── ZU LESENDER TEXT ──
Rahab wird dreimal im Neuen Testament mit Namen genannt. Wir lernen an diesen Stellen etwas über die Gnade Gottes und über den Glauben und die Werke Rahabs.

Gnade

„Buch des Geschlechts Jesu Christi, des Sohnes Davids, des Sohnes Abrahams. Abraham zeugte Isaak; … Salmon aber zeugte Boas von der Rahab“ (Mt 1,1.2.5).

Die erste Erwähnung Rahabs im Neuen Testament finden wir in Matt­häus 1,5, im Geschlechtsregister des Messias. Zwar wird sie hier, anders als an den anderen Stellen, einfach nur Rahab genannt und nicht Rahab, die Hure, doch wir kennen ihre Geschichte. Hier steht die Gnade besonders im Vordergrund, die einer Frau mit einer solchen Vergangenheit einen Platz im Stammbaum Christi gibt.

Weder aufgrund ihrer Abstammung noch aufgrund ihrer Lebensführung hatte sie ein Anrecht auf eine Beziehung zu Gott. Im Gegenteil, sie ist ein treffendes Beispiel der Menschen ohne Gott, wie sie in Epheser 2 beschrieben werden: „Tot in Vergehungen und Sünden“, „in den Begierden unseres Fleisches“, „ohne Christus“, „entfremdet dem Bürgerrecht Israels“, „keine Hoffnung habend und ohne Gott in der Welt“. Aber durch die Gnade wurde sie errettet (und auch mittels des Glaubens, doch darauf kommen wir im nächsten Abschnitt).
───
AUFGABE 1: Gib jede Zeile der folgenden Auflistung zurück, die das Wort „black“ enthält.
── VORLIEGENDE AUFLISTUNG ──
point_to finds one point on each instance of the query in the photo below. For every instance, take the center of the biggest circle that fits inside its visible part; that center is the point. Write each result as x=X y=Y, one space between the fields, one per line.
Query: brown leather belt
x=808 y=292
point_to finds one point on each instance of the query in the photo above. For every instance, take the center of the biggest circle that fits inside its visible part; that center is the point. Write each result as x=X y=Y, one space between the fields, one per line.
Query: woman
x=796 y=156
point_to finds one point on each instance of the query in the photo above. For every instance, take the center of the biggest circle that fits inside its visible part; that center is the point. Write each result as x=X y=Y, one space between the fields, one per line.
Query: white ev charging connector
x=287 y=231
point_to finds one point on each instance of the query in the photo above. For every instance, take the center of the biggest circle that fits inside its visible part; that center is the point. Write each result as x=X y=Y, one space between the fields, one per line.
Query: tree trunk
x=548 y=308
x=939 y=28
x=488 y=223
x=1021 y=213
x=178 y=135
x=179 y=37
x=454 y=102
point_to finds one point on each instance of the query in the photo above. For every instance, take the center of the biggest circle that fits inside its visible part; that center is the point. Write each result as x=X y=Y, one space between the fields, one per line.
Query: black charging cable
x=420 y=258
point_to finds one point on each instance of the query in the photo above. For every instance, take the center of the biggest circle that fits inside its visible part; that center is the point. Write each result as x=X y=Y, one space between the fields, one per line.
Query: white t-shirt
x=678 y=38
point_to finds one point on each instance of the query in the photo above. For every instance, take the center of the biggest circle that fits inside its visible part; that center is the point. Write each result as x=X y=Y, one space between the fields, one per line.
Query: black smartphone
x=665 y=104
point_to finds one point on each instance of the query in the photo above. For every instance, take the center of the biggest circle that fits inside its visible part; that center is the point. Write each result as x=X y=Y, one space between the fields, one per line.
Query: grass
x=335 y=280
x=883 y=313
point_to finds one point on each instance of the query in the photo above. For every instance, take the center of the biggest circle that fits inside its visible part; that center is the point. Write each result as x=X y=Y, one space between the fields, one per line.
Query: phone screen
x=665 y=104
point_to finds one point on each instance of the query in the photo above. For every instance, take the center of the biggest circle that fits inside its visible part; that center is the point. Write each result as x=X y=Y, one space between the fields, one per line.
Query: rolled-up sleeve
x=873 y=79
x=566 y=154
───
AUFGABE 2: Gib aus dem Text über Rahab die Passage zwischen „Die erste Erwähnung“ und „Stammbaum Christi gibt.“ einschließlich wortgetreu wieder.

ANTWORT 1:
Query: black charging cable
Query: black smartphone

ANTWORT 2:
Die erste Erwähnung Rahabs im Neuen Testament finden wir in Matt­häus 1,5, im Geschlechtsregister des Messias. Zwar wird sie hier, anders als an den anderen Stellen, einfach nur Rahab genannt und nicht Rahab, die Hure, doch wir kennen ihre Geschichte. Hier steht die Gnade besonders im Vordergrund, die einer Frau mit einer solchen Vergangenheit einen Platz im Stammbaum Christi gibt.